READING PASSAGE
We do support running on Apache Mesos via docker images - so this
would not be restricted to k8s.
But unlike mesos support, which has other modes of running, I believe
k8s support more heavily depends on availability of docker images.


Regards,
Mridul


On Wed, Nov 29, 2017 at 8:56 AM, Sean Owen <so...@cloudera.com> wrote:
> Would it be logical to provide Docker-based distributions of other pieces of
> Spark? or is this specific to K8S?
> The problem is we wouldn't generally also provide a distribution of Spark
> for the reasons you give, because if that, then why not RPMs and so on.
>
> On Wed, Nov 29, 2017 at 10:41 AM Anirudh Ramanathan <ramanath...@google.com>
> wrote:
>>
>> In this context, I think the docker images are similar to the binaries
>> rather than an extension.
>> It's packaging the compiled distribution to save people the effort of
>> building one themselves, akin to binaries or the python package.

RECORD SET
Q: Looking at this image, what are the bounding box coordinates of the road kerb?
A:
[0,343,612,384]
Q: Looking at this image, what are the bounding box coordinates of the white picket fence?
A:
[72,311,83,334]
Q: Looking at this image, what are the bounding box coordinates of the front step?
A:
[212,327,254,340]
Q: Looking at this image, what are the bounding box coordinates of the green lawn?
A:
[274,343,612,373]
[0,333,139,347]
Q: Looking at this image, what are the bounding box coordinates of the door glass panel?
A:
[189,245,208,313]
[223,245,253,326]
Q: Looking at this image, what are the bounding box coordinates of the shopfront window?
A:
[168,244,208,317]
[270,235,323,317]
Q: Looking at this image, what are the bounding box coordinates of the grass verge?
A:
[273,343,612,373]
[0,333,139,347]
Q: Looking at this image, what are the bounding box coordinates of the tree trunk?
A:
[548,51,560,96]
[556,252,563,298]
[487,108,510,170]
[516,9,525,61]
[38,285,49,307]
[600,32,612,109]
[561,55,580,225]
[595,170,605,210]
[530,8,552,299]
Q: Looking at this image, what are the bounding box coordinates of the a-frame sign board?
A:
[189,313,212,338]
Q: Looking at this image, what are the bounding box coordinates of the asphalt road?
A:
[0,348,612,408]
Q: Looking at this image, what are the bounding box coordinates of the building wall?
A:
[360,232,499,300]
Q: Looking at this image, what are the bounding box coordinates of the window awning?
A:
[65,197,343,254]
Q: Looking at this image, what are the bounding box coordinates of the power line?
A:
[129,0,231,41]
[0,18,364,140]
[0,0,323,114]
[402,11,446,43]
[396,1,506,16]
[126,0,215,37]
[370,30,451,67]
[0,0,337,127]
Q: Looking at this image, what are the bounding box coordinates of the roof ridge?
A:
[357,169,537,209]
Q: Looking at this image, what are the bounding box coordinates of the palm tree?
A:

PROBLEMS TO WORK ON
(A) Please quote the email thread word for word between "But unlike mesos" and "RPMs and so on.", inclusive.
(B) Answer these questions using the email thread:
(i) Besides k8s, on what platform does Mridul say Spark runs via docker images?
(ii) Which packaging format does Sean Owen mention when asking why Spark would not also be distributed in other forms?
(iii) According to Anirudh Ramanathan, what are the docker images similar to, rather than an extension?

ANSWERS TO EACH TASK
(A)
But unlike mesos support, which has other modes of running, I believe
k8s support more heavily depends on availability of docker images.


Regards,
Mridul


On Wed, Nov 29, 2017 at 8:56 AM, Sean Owen <so...@cloudera.com> wrote:
> Would it be logical to provide Docker-based distributions of other pieces of
> Spark? or is this specific to K8S?
> The problem is we wouldn't generally also provide a distribution of Spark
> for the reasons you give, because if that, then why not RPMs and so on.

(B)
(i) Apache Mesos
(ii) RPMs
(iii) The binaries